= WHAT TO DO =
According to the article about the Cat and Fiddle pub, what explanation was ultimately given for the pub's closure?

= READING TEXT =
..............................
Cat and Fiddle exterior

Cat and Fiddle was a home away from home for British ex-pats. This month it closed its doors, and writer James Bartlett was there until the end.

When he heard the news, rocker Morrissey wrote a blog post titled "The Earth dies screaming".

That might sound a little excessive for a boozer shutting its doors, but the transatlantic transplant was a regular at the Cat and Fiddle pub in Hollywood, a beloved British bastion.

It's barely 7pm on the last Saturday before its big gates close for the last time, and it's already standing-room only on the patio, a Spanish Mission-styled area akin to a town plaza that comes complete with a large fountain.

Clumps of bearded hipsters, families and a number of people with teacup dogs are all waiting for a plaza table - prime real estate - to open up. When someone stands up, not to leave but to yell a toast, "To the Cat and Fiddle!" he gets supportive cheers.

Among the crowd tonight are a number of bright red Santa Clauses - the SantaCon is taking place nearby.

"There were 200 in here earlier," says server Mel Karapetian, as she brings a Scotch egg, shepherd's pie and Welsh rarebit to our table, "and that was a bit crazy."

Image copyright Getty Images
Image caption The pub was host to premiere parties for British films like The World's End in 2013

Already well into the Christmas spirit is racily dressed Lindsey Robertson from Camarillo, who calls herself "Mrs. Santa's sister-in-law". She and her companion, Jose Avila, who is wearing a very sharp Santa suit more appropriate for a club than a sleigh, are regulars.

Avila lives "within stumbling distance" and proudly notes that he has a house account.

"This place is family to me," he says, calling the closure "heart breaking".

In October, the news of the pub's shuttering was greeted with online rage. There were rumours of conspiracy. When the smoke cleared, however, the explanation for the closure seemed simple yet damning - extensive building renovations and too-high rent.

Earlier in 2014 the Cat celebrated its 30th anniversary.

The bar's founder, Kim Gardner, died back in 2001, and his twin daughters Ashlee and Camille were now running the place with mum Paula still behind the scenes.

As the black and white pictures on the wall inside show, Gardner first came to the US as part of the "British Invasion". A childhood friend of Ronnie Wood, he played bass for the Birds, the Creation, the pre-Faces Quiet Melon, and Ashton, Gardner and Dyke, whose single "Resurrection Shuffle" was a hit in 1971.

He met vintage store owner Paula in New Orleans. She only came to Los Angeles once to visit him - and stayed. Frustrated at the lack of a British pub in his neighbourhood, and having little more than an idea and a name, Gardner opened up his own in Laurel Canyon in 1982.

Image copyright Valerie Macon
Image caption Anglophiles camped out at the pub to watch the 2011 royal wedding

"He called it after one of his favourite pubs in Hillingdon where he was brought up," says Ashlee, who added that the name was originally said to have been inspired by Catherine of Aragon, who was affectionately nicknamed "Catherine La Fidele" (the Faithful).
..............................
= DATASET ROWS =
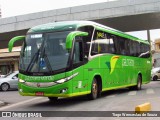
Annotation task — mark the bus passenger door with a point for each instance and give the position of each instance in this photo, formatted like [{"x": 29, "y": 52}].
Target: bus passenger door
[{"x": 79, "y": 83}]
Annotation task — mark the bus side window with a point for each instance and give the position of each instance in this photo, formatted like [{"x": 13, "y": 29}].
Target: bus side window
[{"x": 78, "y": 53}]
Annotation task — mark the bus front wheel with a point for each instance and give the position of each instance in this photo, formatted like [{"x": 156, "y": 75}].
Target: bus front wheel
[
  {"x": 139, "y": 83},
  {"x": 94, "y": 90}
]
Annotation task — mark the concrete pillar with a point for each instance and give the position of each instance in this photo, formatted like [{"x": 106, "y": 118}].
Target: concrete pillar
[
  {"x": 148, "y": 36},
  {"x": 16, "y": 65}
]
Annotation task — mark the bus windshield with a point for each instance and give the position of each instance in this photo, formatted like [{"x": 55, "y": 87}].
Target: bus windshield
[{"x": 45, "y": 52}]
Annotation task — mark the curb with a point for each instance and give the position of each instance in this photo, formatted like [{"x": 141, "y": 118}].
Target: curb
[
  {"x": 146, "y": 107},
  {"x": 2, "y": 103}
]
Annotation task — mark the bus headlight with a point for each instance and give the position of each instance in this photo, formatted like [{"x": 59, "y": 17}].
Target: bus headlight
[{"x": 21, "y": 81}]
..............................
= THE RESULT =
Extensive building renovations and too-high rent.